EXTRACT PROVIDED START

Cholera outbreak claims 50 lives in Kenya

© PressTV

    
The Ministry of Health has finally issued a press release on the cholera outbreak that begun in Kenya on January 7.

As of May 11 there were 2,520 cases reported and 50 deaths.

The release also reports this preventable disease has hit 10 counties, including Nairobi, Migori, Homa Bay, Bomet, Mombasa, Narok, Murang'a, Kirinyiga, Baringo and Kiambu.

In other words, an infectious and often fatal bacterial disease of the small intestine, contracted from infected water supplies and causing severe vomiting and diarrhoea, has been slowly but surely sweeping through Kenyan homes and neighbourhoods for 18 weeks now.

Little has been heard from officialdom about why this outbreak has lasted so long and has been met with such feeble preventive measures. The prolonged drought and now the prevailing heavy rains have both been blamed.

EXTRACT PROVIDED END

* **DIRECTIONS**
[A] Answer these questions from the article on the Kenyan cholera outbreak:
(i) On what date did the outbreak begin?
(ii) How many cases had been reported as of May 11?
(iii) Which two weather conditions have been blamed for the outbreak?
[B] Write the next few paragraphs of the article on the Kenyan cholera outbreak, picking up after its final sentence.

DATA SUPPLIED START

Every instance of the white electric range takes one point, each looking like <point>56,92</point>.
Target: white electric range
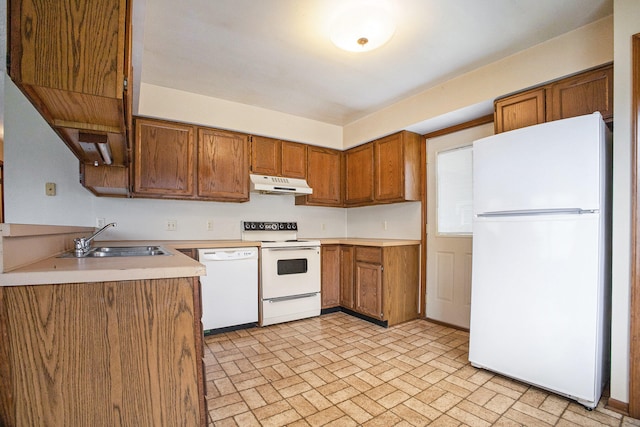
<point>289,271</point>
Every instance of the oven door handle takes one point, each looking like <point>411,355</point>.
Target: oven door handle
<point>292,297</point>
<point>290,249</point>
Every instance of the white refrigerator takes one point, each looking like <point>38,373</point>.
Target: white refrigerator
<point>540,292</point>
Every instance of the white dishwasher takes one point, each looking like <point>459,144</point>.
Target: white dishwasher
<point>230,288</point>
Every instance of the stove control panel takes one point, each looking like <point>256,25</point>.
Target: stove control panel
<point>269,226</point>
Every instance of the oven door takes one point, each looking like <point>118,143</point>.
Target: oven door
<point>290,271</point>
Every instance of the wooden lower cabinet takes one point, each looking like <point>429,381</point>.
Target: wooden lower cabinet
<point>368,289</point>
<point>380,282</point>
<point>102,354</point>
<point>330,275</point>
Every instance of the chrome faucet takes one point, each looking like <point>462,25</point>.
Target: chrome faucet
<point>83,244</point>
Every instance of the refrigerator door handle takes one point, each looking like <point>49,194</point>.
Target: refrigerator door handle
<point>538,212</point>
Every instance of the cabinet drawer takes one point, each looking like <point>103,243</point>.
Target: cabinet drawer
<point>369,254</point>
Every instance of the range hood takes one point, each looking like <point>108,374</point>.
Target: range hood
<point>279,185</point>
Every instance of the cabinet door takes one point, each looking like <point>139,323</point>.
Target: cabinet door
<point>72,54</point>
<point>223,165</point>
<point>389,169</point>
<point>164,159</point>
<point>346,277</point>
<point>520,110</point>
<point>359,175</point>
<point>368,289</point>
<point>294,160</point>
<point>265,156</point>
<point>330,275</point>
<point>324,175</point>
<point>582,94</point>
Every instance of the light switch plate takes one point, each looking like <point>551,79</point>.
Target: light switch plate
<point>50,189</point>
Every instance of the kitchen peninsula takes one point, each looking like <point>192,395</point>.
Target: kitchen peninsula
<point>97,341</point>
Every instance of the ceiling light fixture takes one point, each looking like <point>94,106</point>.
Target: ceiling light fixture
<point>363,25</point>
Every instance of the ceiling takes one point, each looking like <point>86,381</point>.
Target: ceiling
<point>277,54</point>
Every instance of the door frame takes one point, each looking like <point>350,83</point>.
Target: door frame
<point>634,309</point>
<point>423,239</point>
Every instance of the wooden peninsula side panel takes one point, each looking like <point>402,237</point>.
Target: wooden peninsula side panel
<point>102,354</point>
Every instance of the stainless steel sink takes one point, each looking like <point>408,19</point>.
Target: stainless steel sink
<point>120,251</point>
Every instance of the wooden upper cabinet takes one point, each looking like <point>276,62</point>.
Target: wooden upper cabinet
<point>180,161</point>
<point>324,176</point>
<point>71,59</point>
<point>278,158</point>
<point>164,159</point>
<point>265,155</point>
<point>397,168</point>
<point>517,111</point>
<point>359,175</point>
<point>223,165</point>
<point>582,94</point>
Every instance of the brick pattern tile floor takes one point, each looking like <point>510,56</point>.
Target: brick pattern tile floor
<point>338,370</point>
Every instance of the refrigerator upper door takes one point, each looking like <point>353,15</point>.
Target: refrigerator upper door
<point>551,165</point>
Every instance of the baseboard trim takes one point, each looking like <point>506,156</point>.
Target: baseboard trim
<point>449,325</point>
<point>617,406</point>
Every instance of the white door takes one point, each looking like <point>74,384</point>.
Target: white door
<point>449,212</point>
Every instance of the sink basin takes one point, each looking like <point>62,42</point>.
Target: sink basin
<point>110,251</point>
<point>121,251</point>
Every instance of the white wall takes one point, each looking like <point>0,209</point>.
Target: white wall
<point>156,101</point>
<point>627,23</point>
<point>34,155</point>
<point>395,221</point>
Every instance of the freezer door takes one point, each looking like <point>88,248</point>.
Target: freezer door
<point>553,165</point>
<point>536,304</point>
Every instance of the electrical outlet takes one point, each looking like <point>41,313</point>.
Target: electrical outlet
<point>50,189</point>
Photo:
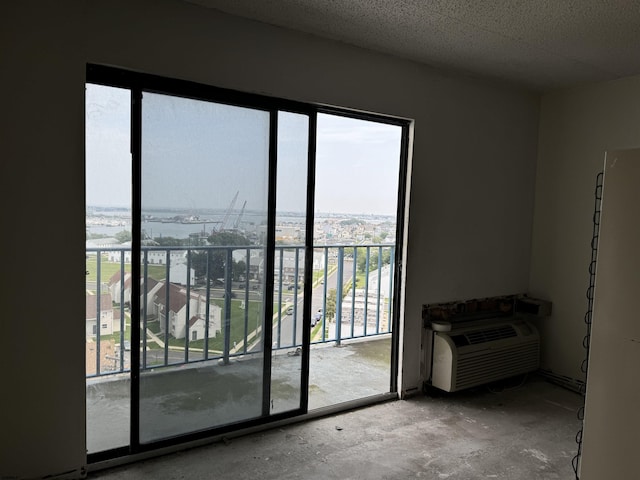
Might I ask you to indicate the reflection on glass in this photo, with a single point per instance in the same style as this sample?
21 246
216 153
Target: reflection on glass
291 221
204 212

DATA SUPPLIED END

* **ANSWERS TO THE EXERCISE**
[A]
(i) January 7
(ii) 2,520
(iii) The prolonged drought and the prevailing heavy rains

[B]
But the Met forecast the rains towards the end of the drought, more than a month ago. The burst sewers in the towns and the deluge in the rural areas are therefore not emergencies that suddenly and without warning overtook Kenyans.

This is an abominably poor response and the disaster unpreparedness is appalling.

The Kenyan authorities would do well to mark the words of British journalist Rose George, who has observed, "When Peru had a cholera outbreak in 1991, losses from tourism and agricultural revenue were three times greater than the total money spent on sanitation in the previous decade".